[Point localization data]
————

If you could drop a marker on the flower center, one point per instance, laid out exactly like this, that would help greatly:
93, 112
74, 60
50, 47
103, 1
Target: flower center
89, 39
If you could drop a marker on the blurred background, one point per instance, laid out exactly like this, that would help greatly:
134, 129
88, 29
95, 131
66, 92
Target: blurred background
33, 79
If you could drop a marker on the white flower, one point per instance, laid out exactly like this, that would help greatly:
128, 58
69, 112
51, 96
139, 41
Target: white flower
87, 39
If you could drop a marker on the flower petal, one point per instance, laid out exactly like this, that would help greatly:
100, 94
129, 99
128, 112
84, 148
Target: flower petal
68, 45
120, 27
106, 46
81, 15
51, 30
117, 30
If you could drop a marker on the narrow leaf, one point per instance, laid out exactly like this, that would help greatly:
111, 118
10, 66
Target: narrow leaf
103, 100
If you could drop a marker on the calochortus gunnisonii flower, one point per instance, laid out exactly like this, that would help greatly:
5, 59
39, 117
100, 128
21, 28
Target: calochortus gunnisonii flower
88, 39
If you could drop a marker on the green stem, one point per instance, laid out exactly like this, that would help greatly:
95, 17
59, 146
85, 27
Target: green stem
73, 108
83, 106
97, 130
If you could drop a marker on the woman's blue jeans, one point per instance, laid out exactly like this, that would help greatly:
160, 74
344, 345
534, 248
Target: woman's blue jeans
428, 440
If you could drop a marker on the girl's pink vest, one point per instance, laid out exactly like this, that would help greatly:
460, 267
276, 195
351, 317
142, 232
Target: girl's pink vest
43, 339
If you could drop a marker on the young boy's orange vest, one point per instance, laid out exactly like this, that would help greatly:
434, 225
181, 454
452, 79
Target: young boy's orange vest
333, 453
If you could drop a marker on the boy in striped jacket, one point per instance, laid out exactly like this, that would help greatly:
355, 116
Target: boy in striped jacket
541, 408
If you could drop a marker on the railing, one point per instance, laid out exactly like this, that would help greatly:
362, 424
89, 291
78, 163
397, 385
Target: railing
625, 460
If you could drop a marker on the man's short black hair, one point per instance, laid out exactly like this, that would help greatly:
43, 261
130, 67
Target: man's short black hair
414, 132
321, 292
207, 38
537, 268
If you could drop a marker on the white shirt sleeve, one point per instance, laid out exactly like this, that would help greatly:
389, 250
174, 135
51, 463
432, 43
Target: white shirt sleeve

————

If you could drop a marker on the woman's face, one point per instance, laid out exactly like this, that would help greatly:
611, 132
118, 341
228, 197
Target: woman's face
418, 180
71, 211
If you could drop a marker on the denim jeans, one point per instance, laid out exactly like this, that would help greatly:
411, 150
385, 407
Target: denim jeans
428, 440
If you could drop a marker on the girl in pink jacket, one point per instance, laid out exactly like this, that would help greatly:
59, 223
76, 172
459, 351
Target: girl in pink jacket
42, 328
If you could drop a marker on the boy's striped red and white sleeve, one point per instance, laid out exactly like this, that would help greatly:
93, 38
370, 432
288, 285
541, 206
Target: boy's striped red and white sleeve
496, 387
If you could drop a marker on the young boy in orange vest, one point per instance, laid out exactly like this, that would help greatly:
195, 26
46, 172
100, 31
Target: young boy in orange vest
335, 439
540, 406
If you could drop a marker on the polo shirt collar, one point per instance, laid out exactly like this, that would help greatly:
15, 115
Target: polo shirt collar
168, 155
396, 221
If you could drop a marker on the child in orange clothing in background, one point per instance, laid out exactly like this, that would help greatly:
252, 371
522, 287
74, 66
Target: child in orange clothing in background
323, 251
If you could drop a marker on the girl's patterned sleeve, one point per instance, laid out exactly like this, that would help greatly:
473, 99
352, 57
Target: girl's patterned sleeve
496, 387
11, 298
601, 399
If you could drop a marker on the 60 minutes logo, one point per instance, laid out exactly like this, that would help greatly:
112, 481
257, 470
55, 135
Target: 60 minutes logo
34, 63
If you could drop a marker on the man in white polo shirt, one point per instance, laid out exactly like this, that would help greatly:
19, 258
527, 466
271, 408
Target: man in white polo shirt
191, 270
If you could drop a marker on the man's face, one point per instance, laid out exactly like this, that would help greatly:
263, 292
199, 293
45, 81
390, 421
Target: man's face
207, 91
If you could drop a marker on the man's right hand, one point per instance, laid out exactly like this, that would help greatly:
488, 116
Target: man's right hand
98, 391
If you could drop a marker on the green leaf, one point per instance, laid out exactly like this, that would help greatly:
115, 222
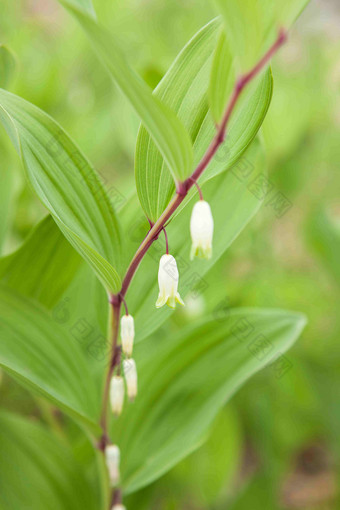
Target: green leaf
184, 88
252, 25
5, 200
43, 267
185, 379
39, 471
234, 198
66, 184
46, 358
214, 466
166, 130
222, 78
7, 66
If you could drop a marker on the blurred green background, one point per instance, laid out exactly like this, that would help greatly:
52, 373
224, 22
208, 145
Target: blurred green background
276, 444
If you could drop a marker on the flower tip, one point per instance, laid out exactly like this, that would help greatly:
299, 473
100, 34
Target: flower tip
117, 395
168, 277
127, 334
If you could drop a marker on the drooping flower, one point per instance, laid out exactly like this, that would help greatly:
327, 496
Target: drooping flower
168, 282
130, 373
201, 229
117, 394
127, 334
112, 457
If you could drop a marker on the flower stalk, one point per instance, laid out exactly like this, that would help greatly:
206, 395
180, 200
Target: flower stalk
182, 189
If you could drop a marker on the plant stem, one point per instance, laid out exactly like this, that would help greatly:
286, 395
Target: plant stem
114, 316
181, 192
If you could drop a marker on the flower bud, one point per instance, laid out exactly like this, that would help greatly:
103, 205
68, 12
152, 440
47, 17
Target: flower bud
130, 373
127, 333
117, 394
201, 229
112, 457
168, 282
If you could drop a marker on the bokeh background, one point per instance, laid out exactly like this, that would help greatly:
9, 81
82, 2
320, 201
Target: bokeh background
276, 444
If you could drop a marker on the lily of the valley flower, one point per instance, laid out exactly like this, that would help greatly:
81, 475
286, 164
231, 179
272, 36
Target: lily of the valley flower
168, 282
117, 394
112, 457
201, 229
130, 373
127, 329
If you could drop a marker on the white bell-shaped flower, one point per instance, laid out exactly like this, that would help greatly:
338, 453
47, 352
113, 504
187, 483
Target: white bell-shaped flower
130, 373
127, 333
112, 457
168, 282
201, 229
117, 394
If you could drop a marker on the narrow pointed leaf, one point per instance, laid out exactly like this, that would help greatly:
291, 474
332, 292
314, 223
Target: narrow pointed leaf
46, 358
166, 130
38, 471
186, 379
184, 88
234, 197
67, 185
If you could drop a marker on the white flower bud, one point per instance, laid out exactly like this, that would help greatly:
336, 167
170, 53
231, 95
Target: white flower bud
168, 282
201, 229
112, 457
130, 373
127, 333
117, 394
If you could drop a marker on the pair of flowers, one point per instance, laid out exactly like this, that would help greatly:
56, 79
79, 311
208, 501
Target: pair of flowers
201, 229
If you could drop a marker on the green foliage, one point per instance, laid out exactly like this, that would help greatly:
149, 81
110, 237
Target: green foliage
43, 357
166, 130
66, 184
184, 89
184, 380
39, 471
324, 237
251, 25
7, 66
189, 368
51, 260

————

Using only the entries above, output the line with "Target: man's short black hair", the line with "Target: white shirt sleeve", and all lines between them, exactly as they stand.

Target: man's short black hair
414, 132
321, 292
207, 38
537, 268
If you could drop a marker on the white shirt sleeve, one point per instance, laid out exactly like this, that would help greatly:
389, 250
174, 135
51, 463
432, 43
Target: white shirt sleeve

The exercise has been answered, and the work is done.